— Task details —
Reproduce all of the material below word for word, keeping every line unchanged and in its original order.

Saved entries
^^^^^^^^

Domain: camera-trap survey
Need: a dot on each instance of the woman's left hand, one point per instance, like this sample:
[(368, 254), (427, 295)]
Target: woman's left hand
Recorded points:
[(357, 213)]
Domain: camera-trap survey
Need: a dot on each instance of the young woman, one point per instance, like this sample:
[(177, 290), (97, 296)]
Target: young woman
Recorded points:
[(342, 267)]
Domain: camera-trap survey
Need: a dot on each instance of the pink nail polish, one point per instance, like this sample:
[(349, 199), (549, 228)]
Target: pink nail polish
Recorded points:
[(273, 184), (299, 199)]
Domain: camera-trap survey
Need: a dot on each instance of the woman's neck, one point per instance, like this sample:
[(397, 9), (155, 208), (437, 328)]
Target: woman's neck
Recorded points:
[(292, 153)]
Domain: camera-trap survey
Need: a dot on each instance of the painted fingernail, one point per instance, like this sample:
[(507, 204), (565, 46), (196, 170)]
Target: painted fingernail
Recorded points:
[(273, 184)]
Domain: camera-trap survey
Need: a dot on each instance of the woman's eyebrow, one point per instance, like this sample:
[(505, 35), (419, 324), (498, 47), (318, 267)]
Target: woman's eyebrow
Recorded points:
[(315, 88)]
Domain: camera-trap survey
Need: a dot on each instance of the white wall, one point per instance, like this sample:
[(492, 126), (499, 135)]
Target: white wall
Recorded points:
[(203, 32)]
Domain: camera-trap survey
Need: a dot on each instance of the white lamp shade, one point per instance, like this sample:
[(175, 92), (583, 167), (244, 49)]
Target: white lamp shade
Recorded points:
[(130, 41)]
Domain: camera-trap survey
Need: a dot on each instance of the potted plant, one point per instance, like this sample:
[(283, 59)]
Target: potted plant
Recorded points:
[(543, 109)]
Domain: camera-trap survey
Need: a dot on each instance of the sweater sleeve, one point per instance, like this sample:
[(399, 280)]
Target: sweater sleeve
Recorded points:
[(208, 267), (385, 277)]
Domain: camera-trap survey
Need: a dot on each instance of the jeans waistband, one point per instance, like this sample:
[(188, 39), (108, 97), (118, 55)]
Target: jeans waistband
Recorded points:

^^^^^^^^

— Finished exercise —
Domain: camera-trap survey
Need: a dot on each instance of the woman's left hand, one point per instance, like this sample:
[(368, 254), (427, 295)]
Target: woman's left hand
Recorded points:
[(357, 213)]
Domain: camera-trap survey
Need: a dot on each instance of the young woman, one point per instance, like this sample:
[(177, 290), (97, 296)]
Target: young woman
Recorded points:
[(342, 267)]
Domain: camera-trap survey
Need: a dot on each instance of the pink nail polish, one point per instance, like this sample:
[(349, 199), (549, 228)]
Target: pink nail polish
Recorded points:
[(273, 184), (299, 199)]
Domain: camera-trap survey
Need: a dot on each instance of the woman's neck, one point per instance, like this sample:
[(397, 9), (155, 208), (437, 328)]
Target: woman's neck
Recorded points:
[(292, 153)]
Domain: camera-trap survey
Need: a dot on each instance of the painted fingernail, one point per instance, like this sample:
[(507, 204), (565, 46), (196, 170)]
Target: painted fingernail
Recorded points:
[(273, 184)]
Domain: camera-trap survey
Need: a dot on each instance of the woman's eyebrow, one point per instance, like this sample:
[(505, 35), (419, 324), (498, 47), (318, 267)]
Target: woman's eyebrow
Recorded points:
[(315, 88)]
Domain: camera-trap survey
Need: a dot on each instance of the white wall, one point per instance, like this sample:
[(492, 126), (499, 135)]
Target: white wall
Recorded points:
[(203, 32)]
Domain: camera-trap survey
Need: a dot on each instance of the white lamp shade, one point per instance, like this sample:
[(175, 92), (583, 167), (244, 49)]
Target: white lamp shade
Recorded points:
[(130, 41)]
Domain: camera-trap survey
Need: a dot on each instance of the potted plant, one point per instance, like this sample:
[(283, 59)]
Target: potted plant
Recorded points:
[(543, 109)]
Domain: camera-trap survey
Need: a dot on each instance of the sweater sleeve, one point per instance, like this sample:
[(399, 280)]
Target: sweater sleeve
Recorded points:
[(208, 267), (385, 277)]
Domain: camera-trap survey
Need: a dot on each instance of the jeans waistband, one point per instance, like this sample:
[(188, 39), (108, 97), (118, 55)]
Target: jeans waistband
Recorded points:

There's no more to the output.